En una época en la que la ciencia y la tecnología avanzan a un ritmo sumamente acelerado, las neurociencias han comenzado a desempeñar un papel cada vez más importante en el área educativa, coincidiendo en muchos aspectos con los métodos utilizados por aquellos profesores y profesoras que siempre se mostraron “más amables y más pacientes”. Sin embargo, a pesar de las evidencias que respaldan la eficacia de las estrategias educativas basadas en las neurociencias, existe una resistencia notable por parte de un número de profesionales del sector para adoptar estos enfoques, lo cual puede atribuirse a varios factores.
Por un lado, es sabido que la educación y la política están intrínsecamente vinculadas, ya que las medidas gubernamentales a menudo influyen en el sistema educativo. Pero no siempre se trata de la ideología de los gobiernos, sino también de la que sostenga cada profesional, en base a las cuales puede negarse a cualquier sugerencia, aunque deriven de investigaciones científicas sobre el asunto. Esto deja en manos de criterios puramente personales, decisiones cruciales que pueden afectar de forma negativa la salud mental y emocional de infantes y jóvenes, o mejor dicho, de nuestra sociedad en general, porque estos padecimientos no solo impactan de manera individual, sino que se transfieren a todo nuestro entorno.
Sin embargo, las recomendaciones de la ciencia en este sector, el cual podemos considerar dentro del área de salud emocional, no se incorporan rigurosamente en los sistemas de salud como sucede con todo lo referente a las consideradas patologías físicas. ¿Tendrá algo que ver el hecho de que este cambio no representa un negocio para los grandes lobbies y que, además, requiere de una importante inversión del Estado?
De todos modos, actualmente disponemos de infinidad de pruebas y estudios científicos que avalan la necesidad de cambios en ciertos métodos pedagógicos, comenzando por algo tan sencillo como la forma en que el profesorado se relaciona con el alumnado. Aún así, la ridiculización, el castigo colectivo, el exceso de deberes extraescolares y el abuso de autoridad, siguen estando en las aulas, y si nos atrevemos a reclamar frente a ello, nos acusan de sobreproteger a nuestras hijas e hijos, y de estar promoviendo la “generación de cristal” que nada soporta y a la que todo le afecta. No obstante, estas acciones, además de ser un ejemplo de cómo puede comportarse una persona con un mínimo de poder (conducta popularmente conocida como bullying), provocan efectos emocionales negativos comprobados, como cambios en el comportamiento, presentando más agresividad, ira o hiperactividad, así como un menor rendimiento académico, llegando en muchos casos al abandono si se suma un contexto personal y familiar complejo y delicado. En estos casos puede aparecer depresión, ansiedad y pérdida de autoestima, hiperactividad, hipoactividad y abstinencia social. Pero, claro, esto sí que puede interesar al negocio de la salud porque representa un beneficio económico importante para el mercado farmacéutico, debido a que, en muchas ocasiones, se recetan medicamentos para tratar estos síntomas a personas que, quizás, lo único que necesitan es un entorno diferente.

## Datos almacenados:
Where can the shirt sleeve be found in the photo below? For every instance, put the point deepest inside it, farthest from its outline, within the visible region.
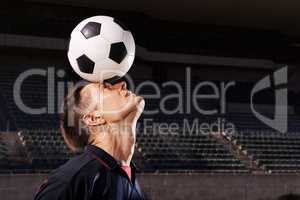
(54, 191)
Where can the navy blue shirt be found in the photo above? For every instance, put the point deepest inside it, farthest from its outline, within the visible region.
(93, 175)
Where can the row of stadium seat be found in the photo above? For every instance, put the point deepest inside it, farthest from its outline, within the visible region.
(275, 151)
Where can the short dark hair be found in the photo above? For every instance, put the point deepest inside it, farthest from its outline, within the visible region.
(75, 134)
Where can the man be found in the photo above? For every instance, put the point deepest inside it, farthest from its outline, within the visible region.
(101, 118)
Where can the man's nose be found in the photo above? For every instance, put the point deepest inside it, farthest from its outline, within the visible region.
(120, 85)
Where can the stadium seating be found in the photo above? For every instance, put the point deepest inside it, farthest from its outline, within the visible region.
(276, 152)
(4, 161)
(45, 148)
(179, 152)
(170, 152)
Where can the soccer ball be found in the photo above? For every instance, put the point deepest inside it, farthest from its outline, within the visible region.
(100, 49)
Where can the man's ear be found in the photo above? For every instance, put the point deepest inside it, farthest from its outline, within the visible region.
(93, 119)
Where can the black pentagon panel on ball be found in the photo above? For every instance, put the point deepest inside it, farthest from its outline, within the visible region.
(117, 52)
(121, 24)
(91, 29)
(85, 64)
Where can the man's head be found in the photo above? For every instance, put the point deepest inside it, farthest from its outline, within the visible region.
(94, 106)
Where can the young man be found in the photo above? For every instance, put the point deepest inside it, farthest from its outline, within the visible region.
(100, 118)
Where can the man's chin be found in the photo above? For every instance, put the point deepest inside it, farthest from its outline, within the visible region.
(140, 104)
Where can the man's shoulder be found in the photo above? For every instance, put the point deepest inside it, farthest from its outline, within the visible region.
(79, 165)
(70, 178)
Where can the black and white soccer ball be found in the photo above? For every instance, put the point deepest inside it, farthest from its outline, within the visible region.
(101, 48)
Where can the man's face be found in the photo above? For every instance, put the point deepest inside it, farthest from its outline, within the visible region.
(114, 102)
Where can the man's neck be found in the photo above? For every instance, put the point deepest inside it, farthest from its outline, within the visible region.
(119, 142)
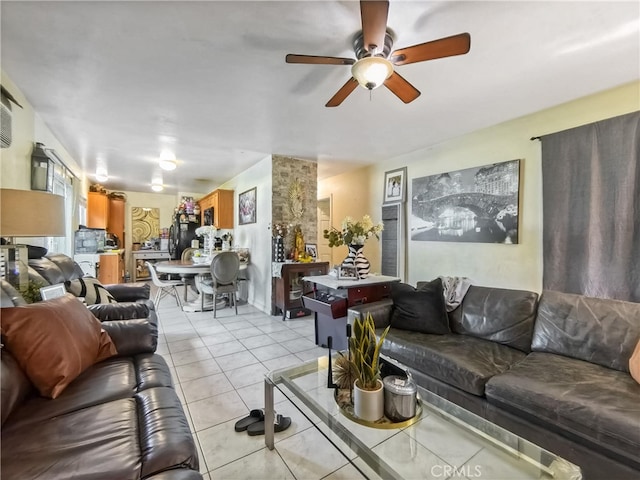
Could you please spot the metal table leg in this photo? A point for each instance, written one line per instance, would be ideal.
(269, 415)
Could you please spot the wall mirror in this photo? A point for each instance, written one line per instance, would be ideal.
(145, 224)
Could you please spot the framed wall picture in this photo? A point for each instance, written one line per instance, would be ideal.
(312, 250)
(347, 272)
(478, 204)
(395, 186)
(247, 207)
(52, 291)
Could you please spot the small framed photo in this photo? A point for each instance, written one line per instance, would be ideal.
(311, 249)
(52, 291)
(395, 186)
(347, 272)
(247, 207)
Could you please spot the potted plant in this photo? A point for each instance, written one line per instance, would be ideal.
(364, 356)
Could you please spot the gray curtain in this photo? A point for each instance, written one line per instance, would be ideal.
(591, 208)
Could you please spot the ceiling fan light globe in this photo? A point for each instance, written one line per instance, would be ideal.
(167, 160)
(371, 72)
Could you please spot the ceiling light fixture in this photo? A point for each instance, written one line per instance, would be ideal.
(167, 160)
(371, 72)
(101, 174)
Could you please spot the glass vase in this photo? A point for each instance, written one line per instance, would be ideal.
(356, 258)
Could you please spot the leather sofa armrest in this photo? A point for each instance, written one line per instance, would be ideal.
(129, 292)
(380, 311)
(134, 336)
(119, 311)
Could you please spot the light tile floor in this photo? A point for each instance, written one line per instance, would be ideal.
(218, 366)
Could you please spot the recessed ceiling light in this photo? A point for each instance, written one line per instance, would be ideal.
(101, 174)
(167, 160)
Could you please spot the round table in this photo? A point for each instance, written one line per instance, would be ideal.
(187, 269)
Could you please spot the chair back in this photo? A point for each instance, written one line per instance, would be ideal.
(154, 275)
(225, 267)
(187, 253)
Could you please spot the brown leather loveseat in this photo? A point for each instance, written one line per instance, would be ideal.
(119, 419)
* * *
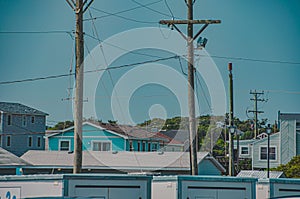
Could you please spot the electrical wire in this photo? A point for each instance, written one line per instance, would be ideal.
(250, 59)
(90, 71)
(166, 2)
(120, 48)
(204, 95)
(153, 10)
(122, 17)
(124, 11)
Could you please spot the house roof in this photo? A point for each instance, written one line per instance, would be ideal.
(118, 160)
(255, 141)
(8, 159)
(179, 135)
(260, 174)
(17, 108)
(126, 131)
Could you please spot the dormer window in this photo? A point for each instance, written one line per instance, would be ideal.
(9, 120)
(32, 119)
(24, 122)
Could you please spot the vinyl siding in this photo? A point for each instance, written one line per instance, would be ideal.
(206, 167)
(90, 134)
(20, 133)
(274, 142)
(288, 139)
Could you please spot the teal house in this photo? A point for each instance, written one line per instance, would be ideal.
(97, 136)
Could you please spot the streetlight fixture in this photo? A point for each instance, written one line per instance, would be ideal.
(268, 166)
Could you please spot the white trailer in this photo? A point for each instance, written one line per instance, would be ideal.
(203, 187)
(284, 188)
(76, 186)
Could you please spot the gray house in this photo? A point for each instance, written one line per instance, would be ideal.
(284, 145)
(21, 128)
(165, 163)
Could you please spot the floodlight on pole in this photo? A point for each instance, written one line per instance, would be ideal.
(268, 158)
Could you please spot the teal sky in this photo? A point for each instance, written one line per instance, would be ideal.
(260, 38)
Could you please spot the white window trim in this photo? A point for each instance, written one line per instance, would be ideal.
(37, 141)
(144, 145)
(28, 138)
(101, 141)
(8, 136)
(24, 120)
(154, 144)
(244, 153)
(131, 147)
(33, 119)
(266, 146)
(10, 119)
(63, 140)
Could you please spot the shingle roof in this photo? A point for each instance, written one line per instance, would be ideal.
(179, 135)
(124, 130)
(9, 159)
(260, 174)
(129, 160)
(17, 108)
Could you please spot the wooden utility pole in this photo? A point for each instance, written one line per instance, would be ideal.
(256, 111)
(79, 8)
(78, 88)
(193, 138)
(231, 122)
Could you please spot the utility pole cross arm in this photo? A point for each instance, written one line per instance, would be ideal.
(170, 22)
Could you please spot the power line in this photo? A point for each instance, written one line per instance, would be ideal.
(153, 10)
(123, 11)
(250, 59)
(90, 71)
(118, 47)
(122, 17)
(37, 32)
---
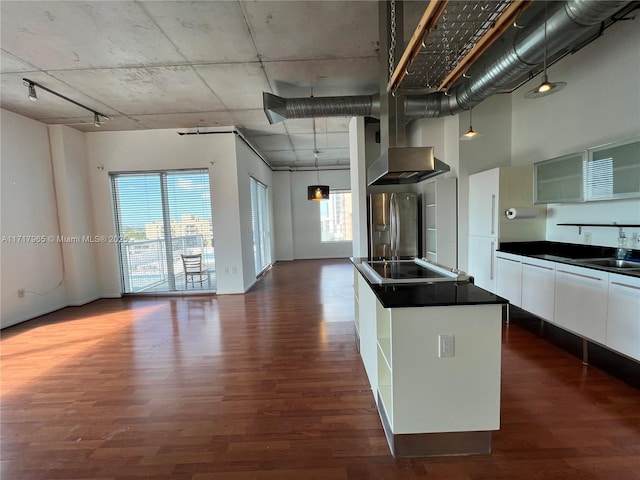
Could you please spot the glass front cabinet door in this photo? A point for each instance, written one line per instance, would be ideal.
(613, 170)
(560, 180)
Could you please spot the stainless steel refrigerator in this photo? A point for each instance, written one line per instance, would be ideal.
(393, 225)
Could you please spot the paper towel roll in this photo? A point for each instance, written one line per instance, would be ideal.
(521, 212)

## Instrucciones:
1. Según el texto sobre las neurociencias en la educación, ¿qué prácticas siguen estando en las aulas?
2. Cita textualmente el fragmento del texto sobre las neurociencias en la educación que empieza con "Sin embargo, las" y sigue hasta "inversión del Estado?".

## Respuestas por tarea:
1. La ridiculización, el castigo colectivo, el exceso de deberes extraescolares y el abuso de autoridad.

2.
Sin embargo, las recomendaciones de la ciencia en este sector, el cual podemos considerar dentro del área de salud emocional, no se incorporan rigurosamente en los sistemas de salud como sucede con todo lo referente a las consideradas patologías físicas. ¿Tendrá algo que ver el hecho de que este cambio no representa un negocio para los grandes lobbies y que, además, requiere de una importante inversión del Estado?